## GIVEN INSTRUCTION
Can you give back only the records below, from their first line through the line containing "output: a list", with "outline" replaced by "contour" and nothing else changed?

------ THE INPUT

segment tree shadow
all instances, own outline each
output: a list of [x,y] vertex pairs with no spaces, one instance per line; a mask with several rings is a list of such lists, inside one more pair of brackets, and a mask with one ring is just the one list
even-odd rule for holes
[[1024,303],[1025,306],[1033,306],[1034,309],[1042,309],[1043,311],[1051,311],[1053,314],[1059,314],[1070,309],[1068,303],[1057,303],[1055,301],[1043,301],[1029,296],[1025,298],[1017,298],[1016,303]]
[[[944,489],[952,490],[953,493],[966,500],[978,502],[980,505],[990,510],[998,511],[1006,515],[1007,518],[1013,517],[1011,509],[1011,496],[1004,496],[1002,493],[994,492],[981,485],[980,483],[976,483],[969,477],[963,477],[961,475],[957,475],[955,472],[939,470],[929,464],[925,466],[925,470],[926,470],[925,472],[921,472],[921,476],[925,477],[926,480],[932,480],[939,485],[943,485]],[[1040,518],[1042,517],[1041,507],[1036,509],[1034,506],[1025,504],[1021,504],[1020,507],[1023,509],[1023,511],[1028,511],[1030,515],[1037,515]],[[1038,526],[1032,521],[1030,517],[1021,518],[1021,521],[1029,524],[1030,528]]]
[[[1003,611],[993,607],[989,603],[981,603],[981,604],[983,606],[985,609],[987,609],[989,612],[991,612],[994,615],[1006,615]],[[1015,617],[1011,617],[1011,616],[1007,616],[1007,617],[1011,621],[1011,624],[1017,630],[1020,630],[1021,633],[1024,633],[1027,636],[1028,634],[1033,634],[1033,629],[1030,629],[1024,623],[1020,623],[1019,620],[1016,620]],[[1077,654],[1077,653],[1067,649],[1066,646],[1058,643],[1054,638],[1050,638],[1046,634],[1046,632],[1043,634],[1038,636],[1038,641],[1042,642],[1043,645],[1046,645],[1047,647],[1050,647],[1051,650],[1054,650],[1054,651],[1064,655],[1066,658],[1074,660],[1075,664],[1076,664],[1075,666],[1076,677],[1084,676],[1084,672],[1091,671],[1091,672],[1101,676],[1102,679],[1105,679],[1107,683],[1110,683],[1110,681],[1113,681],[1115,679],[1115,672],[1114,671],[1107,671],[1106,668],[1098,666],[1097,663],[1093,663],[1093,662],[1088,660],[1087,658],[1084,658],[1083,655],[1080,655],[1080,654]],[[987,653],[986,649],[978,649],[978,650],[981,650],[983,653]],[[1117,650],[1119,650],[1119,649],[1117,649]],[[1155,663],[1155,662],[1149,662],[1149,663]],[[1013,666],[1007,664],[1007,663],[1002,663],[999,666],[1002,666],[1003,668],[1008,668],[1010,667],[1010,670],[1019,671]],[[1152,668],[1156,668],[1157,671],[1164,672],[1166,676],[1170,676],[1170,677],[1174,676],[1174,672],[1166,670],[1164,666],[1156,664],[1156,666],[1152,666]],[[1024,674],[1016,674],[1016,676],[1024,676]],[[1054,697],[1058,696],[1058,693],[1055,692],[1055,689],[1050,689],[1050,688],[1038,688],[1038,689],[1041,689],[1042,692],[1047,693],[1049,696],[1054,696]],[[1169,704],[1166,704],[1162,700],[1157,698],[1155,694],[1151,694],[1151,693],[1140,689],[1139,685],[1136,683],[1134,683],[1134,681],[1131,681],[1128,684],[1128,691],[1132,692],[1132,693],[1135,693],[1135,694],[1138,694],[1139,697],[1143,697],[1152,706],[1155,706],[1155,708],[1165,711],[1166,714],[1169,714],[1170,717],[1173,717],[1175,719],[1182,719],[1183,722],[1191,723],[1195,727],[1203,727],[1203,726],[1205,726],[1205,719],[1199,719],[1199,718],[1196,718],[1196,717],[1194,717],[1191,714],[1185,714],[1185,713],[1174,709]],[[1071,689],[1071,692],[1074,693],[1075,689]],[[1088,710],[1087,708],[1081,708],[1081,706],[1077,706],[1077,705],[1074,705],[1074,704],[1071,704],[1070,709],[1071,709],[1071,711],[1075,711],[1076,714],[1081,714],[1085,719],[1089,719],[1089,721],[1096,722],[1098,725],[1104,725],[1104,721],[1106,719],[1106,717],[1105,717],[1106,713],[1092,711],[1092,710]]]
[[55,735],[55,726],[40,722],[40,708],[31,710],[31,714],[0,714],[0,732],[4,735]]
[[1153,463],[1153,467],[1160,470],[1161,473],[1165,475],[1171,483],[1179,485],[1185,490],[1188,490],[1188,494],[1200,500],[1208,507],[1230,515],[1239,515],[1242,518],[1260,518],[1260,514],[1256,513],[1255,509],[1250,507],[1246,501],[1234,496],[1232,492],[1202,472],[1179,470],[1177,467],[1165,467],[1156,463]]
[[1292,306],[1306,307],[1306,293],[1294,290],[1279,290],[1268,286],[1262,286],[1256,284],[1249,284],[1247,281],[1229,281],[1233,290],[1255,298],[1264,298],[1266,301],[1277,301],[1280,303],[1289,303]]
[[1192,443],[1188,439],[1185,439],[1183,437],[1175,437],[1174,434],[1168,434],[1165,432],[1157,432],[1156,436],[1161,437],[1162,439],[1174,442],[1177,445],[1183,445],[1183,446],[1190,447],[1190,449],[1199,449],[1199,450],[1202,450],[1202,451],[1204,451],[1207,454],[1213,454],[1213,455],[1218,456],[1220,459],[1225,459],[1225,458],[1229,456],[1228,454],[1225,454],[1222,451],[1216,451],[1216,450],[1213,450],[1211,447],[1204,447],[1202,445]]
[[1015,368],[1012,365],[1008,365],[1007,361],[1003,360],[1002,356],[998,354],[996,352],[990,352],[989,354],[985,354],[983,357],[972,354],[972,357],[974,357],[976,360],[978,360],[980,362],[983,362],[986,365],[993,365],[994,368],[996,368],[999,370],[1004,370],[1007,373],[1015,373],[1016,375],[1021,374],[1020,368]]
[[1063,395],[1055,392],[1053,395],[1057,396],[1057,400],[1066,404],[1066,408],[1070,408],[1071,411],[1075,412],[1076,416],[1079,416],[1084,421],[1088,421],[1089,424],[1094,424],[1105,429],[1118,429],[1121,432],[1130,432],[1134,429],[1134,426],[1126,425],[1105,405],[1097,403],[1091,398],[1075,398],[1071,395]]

------------

## ANSWER TO THE EXERCISE
segment tree shadow
all instances, own contour each
output: a list of [x,y] vertex pairs with no spaces, one instance per line; a mask with several rings is a list of such lists, inside one more pair of brackets, and a mask with one ring is just the one list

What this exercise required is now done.